Short exercise:
Write the next part of the description of the fire extinguishing apparatus below, starting right after its last sentence.

Source text:
^^^^

5 is a nozzle assembly disposed around a rotational center of the table 2 and it comprises a nozzle 5a for spraying fire extinguishing liquid, a spraying direction control means 5b for directing the nozzle 5a towards the flame position detected by the flame detecting apparatuses 3, 4, and a spraying condition control means 5c for controlling the spraying condition by adjusting the opening degree of the spout of the nozzle 5a according to the distance to the flame. 6 is a direction control means for controlling the rotation of the table 2 in the horizontal direction so as to direct the flame detecting apparatuses 3, 4 and the nozzle assembly 5 conjointly towards the flame.

7 is a buzzer, 8 is a lamp and 9 is a fire supervising section for supervising the entire zone. When the fire supervising section 9 detects a flame due to a fire, it outputs fire detection data to a circuitry section 10.

The fire detection data from the fire supervising section 9 is output to the control section through an input interface 15 included in the circuitry section 10. The control section 17 makes determination of a fire on the basis of the detection data from the fire supervising section 9 and when it makes fire determination, it gives a series of control operation as well as an instruction for alarm indication through actuation of an alarming section, such as driving of the buzzer 7 and lighting of the lamp 8. The control section 17 is input, through the input interface 15, with the detection data from the flame detecting apparatuses 3, 4, i.e., an analog detection signal from each of the detecting elements 3a, 4a and it computes the sizes of flames distributed within the supervising zone on the basis of the detection data from the flame detecting apparatuses 3 and 4 which make searches in the supervising zone. The computation result is output to the storage section 14. In the storage section 14, the infrared light energies of the flames distributed within the supervising zone are stored in an analog form, at respectively alloted addresses, on the basis of the data from the control section 17. The control section includes the fire extinguishment controlling section 17a which compares and determines the sizes of the distributed flames on the basis of the storage data from the storage section 14 and specifies, on the basis of the determination result, the flame to be preferentially extinguished, i.e., the largest flame of the plural distributed flames to control the extinguishing of the same. For the control section 17, a fire extinguishing program for the fire extinguishment controlling section 17a, programs such as a computing program for computing the size and the position of the flame, etc. have been set, and it outputs, on the basis of the preliminarily set control program, a control signal to the flame detecting apparatuses 3, 4 and the nozzle assembly 5 through an output interface 16 so as to effect control.

^^^^

Records:
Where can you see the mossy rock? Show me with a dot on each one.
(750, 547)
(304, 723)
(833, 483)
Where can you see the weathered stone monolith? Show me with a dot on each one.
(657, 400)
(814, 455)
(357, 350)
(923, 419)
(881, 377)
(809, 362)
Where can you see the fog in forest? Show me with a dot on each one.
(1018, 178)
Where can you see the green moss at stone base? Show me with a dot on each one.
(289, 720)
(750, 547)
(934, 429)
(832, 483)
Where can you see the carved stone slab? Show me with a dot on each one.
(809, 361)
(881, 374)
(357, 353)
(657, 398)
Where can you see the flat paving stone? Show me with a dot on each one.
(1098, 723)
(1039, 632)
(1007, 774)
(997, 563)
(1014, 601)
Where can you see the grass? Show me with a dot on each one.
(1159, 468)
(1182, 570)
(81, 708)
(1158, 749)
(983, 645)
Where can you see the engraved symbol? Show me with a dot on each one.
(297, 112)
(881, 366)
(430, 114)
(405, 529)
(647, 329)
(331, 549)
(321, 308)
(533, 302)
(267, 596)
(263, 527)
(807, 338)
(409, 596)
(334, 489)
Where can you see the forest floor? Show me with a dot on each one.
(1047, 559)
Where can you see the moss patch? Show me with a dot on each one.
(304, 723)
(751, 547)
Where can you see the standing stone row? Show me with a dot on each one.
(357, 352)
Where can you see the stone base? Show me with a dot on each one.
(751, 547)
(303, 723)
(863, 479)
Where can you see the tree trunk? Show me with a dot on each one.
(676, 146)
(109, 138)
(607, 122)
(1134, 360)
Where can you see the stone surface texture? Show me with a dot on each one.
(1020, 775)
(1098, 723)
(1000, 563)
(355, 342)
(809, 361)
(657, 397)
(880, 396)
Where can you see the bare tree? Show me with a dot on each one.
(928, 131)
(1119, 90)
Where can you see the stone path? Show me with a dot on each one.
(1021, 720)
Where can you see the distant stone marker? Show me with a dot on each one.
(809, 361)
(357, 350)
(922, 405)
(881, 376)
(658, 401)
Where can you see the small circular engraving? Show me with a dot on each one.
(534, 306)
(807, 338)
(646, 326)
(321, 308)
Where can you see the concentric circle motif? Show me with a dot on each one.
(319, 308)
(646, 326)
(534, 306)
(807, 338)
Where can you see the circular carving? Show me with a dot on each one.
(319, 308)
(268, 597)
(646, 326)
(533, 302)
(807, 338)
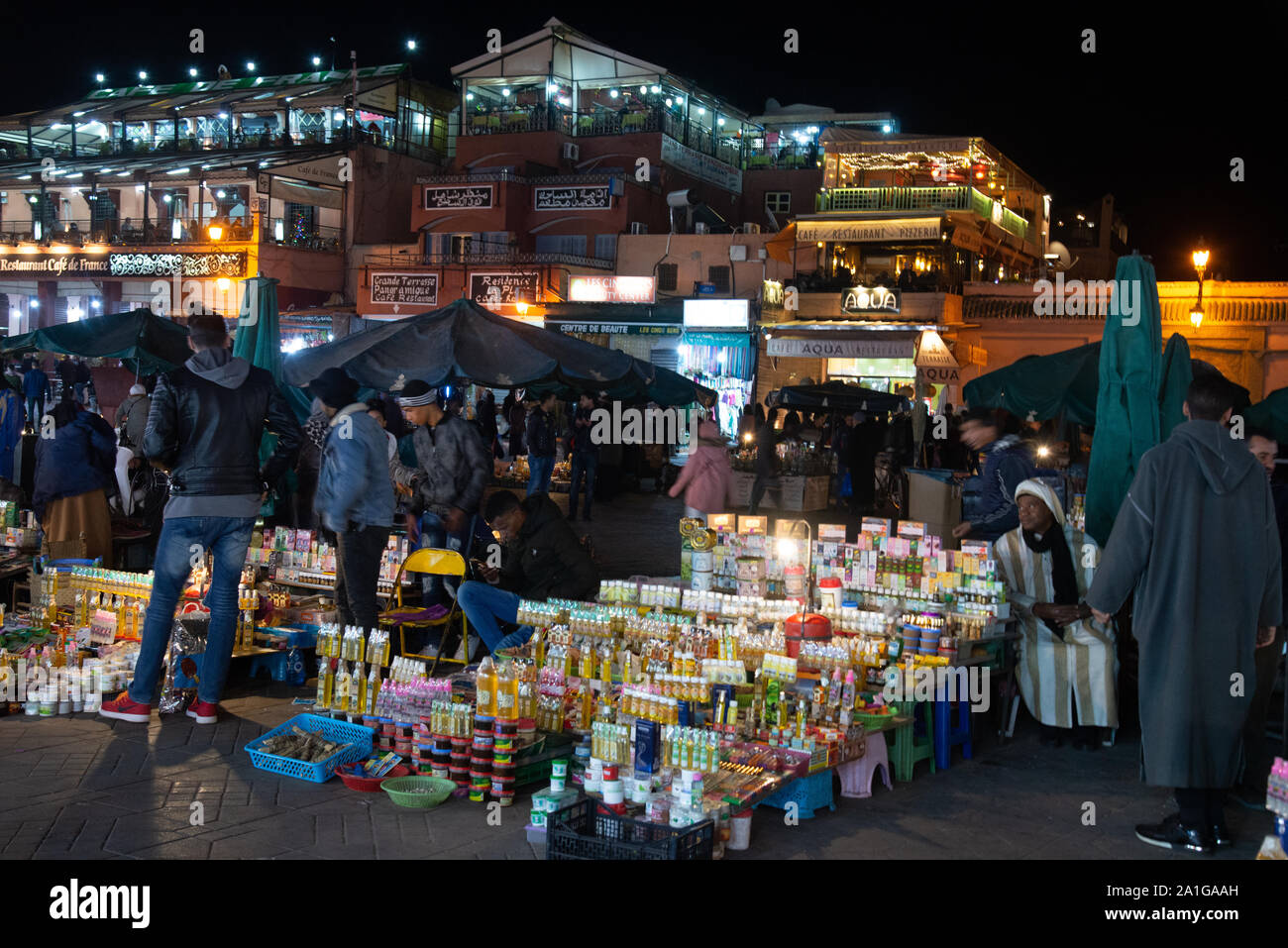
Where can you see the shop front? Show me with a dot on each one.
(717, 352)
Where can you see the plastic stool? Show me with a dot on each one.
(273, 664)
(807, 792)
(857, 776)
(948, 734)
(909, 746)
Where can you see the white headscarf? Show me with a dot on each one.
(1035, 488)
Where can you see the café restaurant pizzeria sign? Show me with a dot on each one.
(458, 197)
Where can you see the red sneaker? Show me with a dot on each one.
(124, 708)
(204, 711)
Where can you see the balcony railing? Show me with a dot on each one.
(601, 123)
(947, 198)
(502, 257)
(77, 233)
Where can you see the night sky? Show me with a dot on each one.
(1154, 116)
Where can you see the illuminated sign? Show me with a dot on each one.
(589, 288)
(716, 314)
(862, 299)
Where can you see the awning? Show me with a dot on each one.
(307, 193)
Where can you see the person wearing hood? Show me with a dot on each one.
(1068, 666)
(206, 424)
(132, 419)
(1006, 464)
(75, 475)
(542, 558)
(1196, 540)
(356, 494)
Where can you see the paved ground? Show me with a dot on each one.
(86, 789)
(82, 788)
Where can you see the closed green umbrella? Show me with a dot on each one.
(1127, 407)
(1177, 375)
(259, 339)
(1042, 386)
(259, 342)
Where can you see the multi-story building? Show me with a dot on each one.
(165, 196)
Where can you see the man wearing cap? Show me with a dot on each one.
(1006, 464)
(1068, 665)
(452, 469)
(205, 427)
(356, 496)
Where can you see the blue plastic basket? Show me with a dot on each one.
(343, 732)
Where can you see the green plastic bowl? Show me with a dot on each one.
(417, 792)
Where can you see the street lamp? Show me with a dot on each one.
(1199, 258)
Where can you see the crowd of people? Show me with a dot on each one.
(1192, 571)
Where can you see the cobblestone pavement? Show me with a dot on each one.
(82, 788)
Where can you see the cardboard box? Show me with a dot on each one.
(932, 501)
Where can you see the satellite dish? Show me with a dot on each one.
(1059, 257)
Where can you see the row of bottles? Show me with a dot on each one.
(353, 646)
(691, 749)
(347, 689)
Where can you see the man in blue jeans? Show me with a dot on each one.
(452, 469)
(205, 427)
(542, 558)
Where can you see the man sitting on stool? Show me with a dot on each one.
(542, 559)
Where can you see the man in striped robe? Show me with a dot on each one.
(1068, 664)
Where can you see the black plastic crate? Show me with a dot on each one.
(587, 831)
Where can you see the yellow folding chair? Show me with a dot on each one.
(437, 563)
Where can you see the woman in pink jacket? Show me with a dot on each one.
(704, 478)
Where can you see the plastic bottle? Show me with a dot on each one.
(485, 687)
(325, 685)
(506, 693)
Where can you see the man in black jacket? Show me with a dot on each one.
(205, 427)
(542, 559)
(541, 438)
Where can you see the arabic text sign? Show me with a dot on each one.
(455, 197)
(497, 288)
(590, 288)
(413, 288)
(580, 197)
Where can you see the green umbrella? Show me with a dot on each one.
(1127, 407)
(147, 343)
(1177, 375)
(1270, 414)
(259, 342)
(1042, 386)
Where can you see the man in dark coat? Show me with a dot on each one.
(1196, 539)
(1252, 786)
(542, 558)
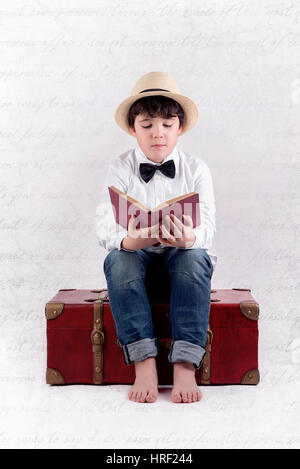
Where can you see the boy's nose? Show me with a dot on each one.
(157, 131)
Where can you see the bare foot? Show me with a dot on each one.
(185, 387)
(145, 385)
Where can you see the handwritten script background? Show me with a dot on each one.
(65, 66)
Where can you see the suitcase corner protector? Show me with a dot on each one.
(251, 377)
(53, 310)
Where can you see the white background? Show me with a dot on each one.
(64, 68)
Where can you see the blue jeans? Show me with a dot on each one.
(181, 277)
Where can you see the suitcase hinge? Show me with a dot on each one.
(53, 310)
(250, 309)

^^^^

Written answer:
In FIG. 1, 11 is a tank for storing fire extinguishing liquid such as a fire extinguishing agent or fire extinguishing water, 12 is a pump for feeding the fire extinguishing liquid from the tank 11 to the nozzle 5a, and 13 is a motor. When the motor 13 is actuated on the basis of the control from the control section 17 obtained through the output interface 16, the fire extinguishing pump 12 is driven so as to feed the fire extinguishing liquid to the nozzle 5a for initiating a fire extinguishing operation.

The operation will be described referring to FIGS. 3(A) and 3(B) and FIG. 4. In FIG. 3(A), at block a, initialization for a normal time is made. For example, the vertical direction control means 3a, 4a are controlled so that the deflection angles of the detecting element 3a, 4a may be vertically downward angles. At block b, the fire supervising section supervises a fire occurring within the supervising zone and when the fire supervising section 9 detects a fire, the step proceeds from block b to block c. At block c, the horizontal direction control means 3c, 4c are driven. More particularly, horizontal scanning is made for searching flames while keeping the deflection angles in the vertical direction of the detecting elements 3a, 4a at the set vertically downward angles. At block d, determination is made as to whether the detecting elements 3a, 4a detect flames and if flames are not detected, the step proceeds to block e. At block e, determination is made as to whether flame detection of the entire supervisory zone has been completed or not, and as the flame detection of the entire supervising zone has not be completed, the step proceeds to block f. At block f, the vertical direction control means 3b, 4b are driven to reset the deflection angles in the vertical direction of the detecting elements 3a, 4a upwardly by a predetermined angle θ1 from the initial angle, i.e., the vertically downward angles. The step further proceeds to block c to again drive the horizontal direction control means 3c, 4c to continue the flame detecting operation. More particularly, horizontal scanning within the supervising zone is made while keeping the deflection angle reset at block f.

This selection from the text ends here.